### STATED EXERCISE:
Copy the data below exactly, omitting any picture it contains.
┏━━
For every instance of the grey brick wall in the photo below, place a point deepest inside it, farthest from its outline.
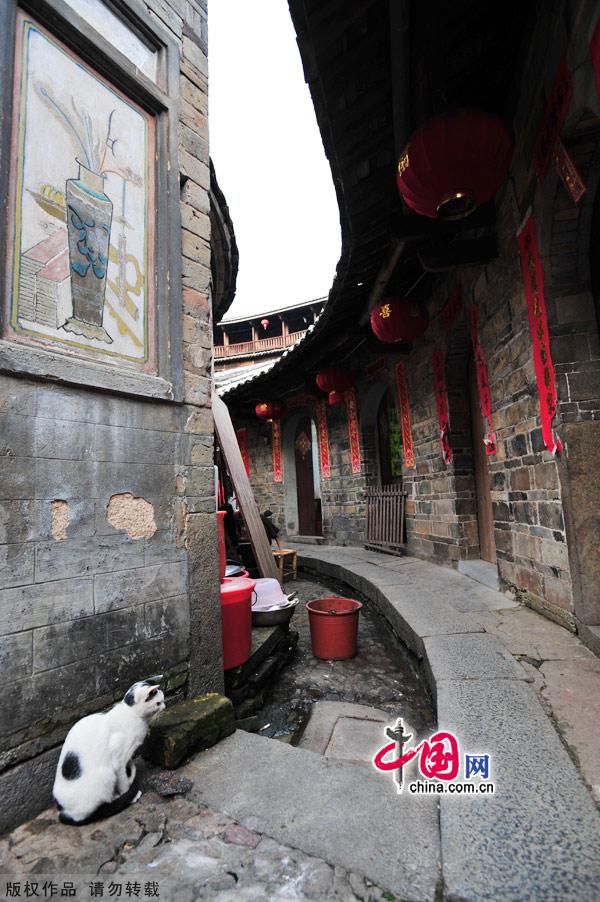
(86, 612)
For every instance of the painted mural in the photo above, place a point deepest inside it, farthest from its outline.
(82, 256)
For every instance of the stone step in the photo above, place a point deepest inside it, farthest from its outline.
(336, 810)
(482, 572)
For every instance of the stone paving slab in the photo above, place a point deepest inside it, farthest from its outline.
(346, 731)
(469, 657)
(330, 809)
(538, 837)
(191, 852)
(573, 690)
(525, 632)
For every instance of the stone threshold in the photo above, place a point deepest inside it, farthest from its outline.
(538, 837)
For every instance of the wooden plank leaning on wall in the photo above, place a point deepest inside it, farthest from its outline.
(243, 490)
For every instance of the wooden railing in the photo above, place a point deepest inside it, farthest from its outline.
(262, 344)
(385, 517)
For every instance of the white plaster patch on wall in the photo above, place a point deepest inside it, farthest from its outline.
(134, 515)
(59, 520)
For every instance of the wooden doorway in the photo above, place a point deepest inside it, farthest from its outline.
(307, 479)
(485, 514)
┗━━
### EXERCISE RESULT:
For every instance of the grey brick wall in the photo below, place a point deepest inside it, farthest from its outline.
(86, 612)
For every instance of the painted mural in the photo above, place a point deepest inside it, farthest from its outline.
(82, 256)
For every instance of the stone step in the photo above, place a point deepest inside it, farthest from its outline.
(336, 810)
(482, 572)
For every instance of the stone paving slab in the photo above, place a point deepest inside it, farthest from its outline.
(346, 731)
(469, 657)
(330, 809)
(538, 837)
(191, 852)
(573, 690)
(525, 632)
For every instance of the stone threshold in the photo above, place a point deepest inside it, farthest from its outline.
(538, 837)
For every instance of the wooden plank leaning on wall in the photo above, place a point deepest inside it, farthest from its outline.
(243, 490)
For every instance of the wooden railing in the photo above, place a point deepest inside it, farthest from its outline.
(262, 344)
(385, 517)
For every instance of the white plaster patch on wall in the photo above, place a point deepest inside it, farthest from its outline.
(134, 515)
(59, 520)
For every instance of the wooden doorway in the photo above, place a point deepest inside it, farthest from its outline.
(307, 479)
(485, 514)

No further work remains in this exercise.